> _Text provided_:
____________

Marlene van Gansewinkel (born 11 March 1995) is a Dutch Paralympic athlete. In 2021, she won the gold medal in both the women's 100 metres T64 and 200 metres T64 events at the 2020 Summer Paralympics in Tokyo, Japan. She also won the bronze medal in the women's long jump T64 event.

In 2016, she won the bronze medal in the women's long jump T44 event at the 2016 Summer Paralympics in Rio de Janeiro, Brazil. She has also won medals in the long jump and in sprinting events at the World Para Athletics Championships and the World Para Athletics European Championships.

Early life 

She was born without her lower left leg and lower left arm.

Career 

Early in her career, she competed as a T44-classified athlete. In 2014, she competed in the women's 100 metres T44, 200 metres T44 and 400 metres T44 events at the IPC Athletics European Championships held in Swansea, Wales. She missed out on winning a medal as she finished in 4th place in all three events. At the 2015 IPC Athletics World Championships held in Doha, Qatar, she won the silver medal in the women's long jump T44 event.

She represented the Netherlands at the 2016 Summer Paralympics in Rio de Janeiro, Brazil and she won the bronze medal in the women's long jump T44 event. She also competed in the women's 100 metres T44 event where she finished in 7th place.

____________

> _Dataset extract_:
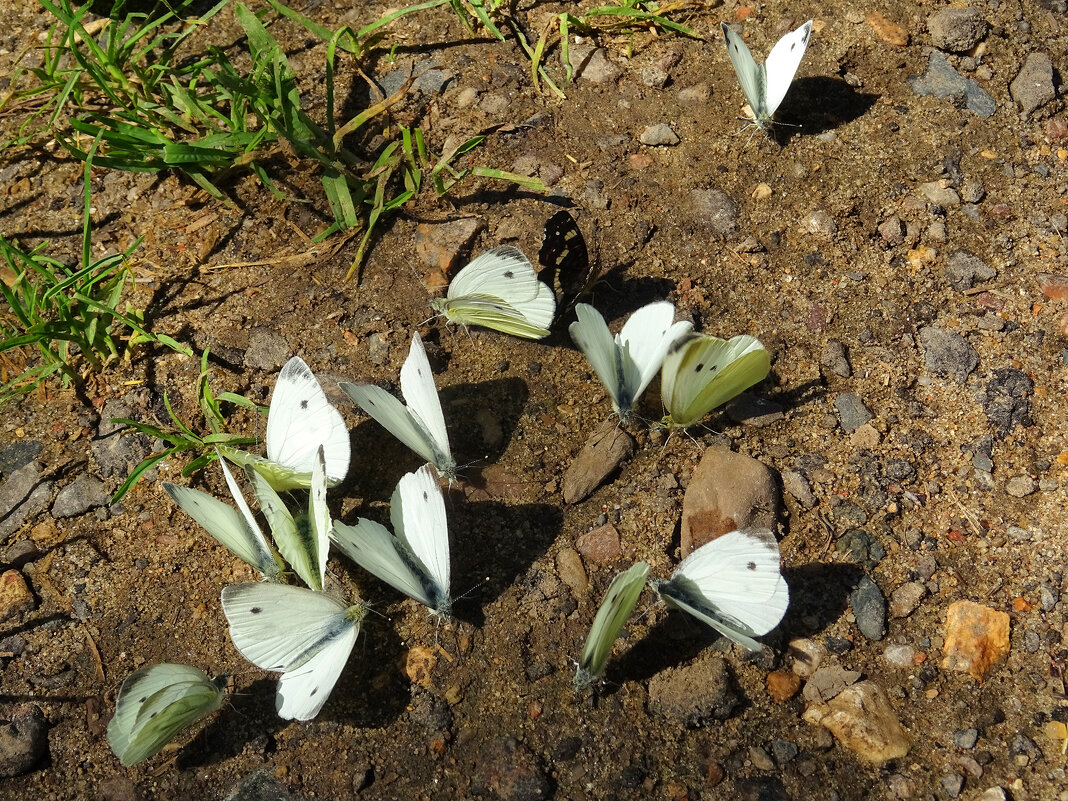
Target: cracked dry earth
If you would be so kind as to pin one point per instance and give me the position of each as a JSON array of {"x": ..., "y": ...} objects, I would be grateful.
[{"x": 900, "y": 253}]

____________

> _Problem statement_:
Please carry on the text about Marlene van Gansewinkel, starting right after its final sentence. These lines aren't required for anything here.

> _Answer_:
At the beginning of 2018, World Para Athletics implemented classification changes and, as of that year, she competes as a T64-classified athlete, a class specifically for athletes with a single below the knee amputation. In that year, she won the gold medal in both the women's 100 metres T64 and women's 200 metres T64 events at the 2018 World Para Athletics European Championships held in Berlin, Germany. In the 100 metres she also set a new world record of 12.85 seconds.

In 2019, she won the silver medal in the women's 100 metres T64 event at the World Para Athletics Championships held in Dubai, United Arab Emirates. She also won the silver medal in the women's long jump T64 event. She was disqualified in the women's 200 metres T64 event for running out of lane.

In 2021, she won the gold medal in the women's 200 metres T64 event at the World Para Athletics European Championships held in Bydgoszcz, Poland. She also won the silver medal in the women's 100 metres T64 and women's long jump T64 events. In the long jump she set a new personal best of 5.82 metres.

She represented the Netherlands at the 2020 Summer Paralympics in Tokyo, Japan. She won the gold medal in both the women's 100 metres T64 and 200 metres T64 events. She also won the bronze medal in the women's long jump T64 event.

Awards 

In 2018, she won the Dutch Paralympic Athlete of the Year award.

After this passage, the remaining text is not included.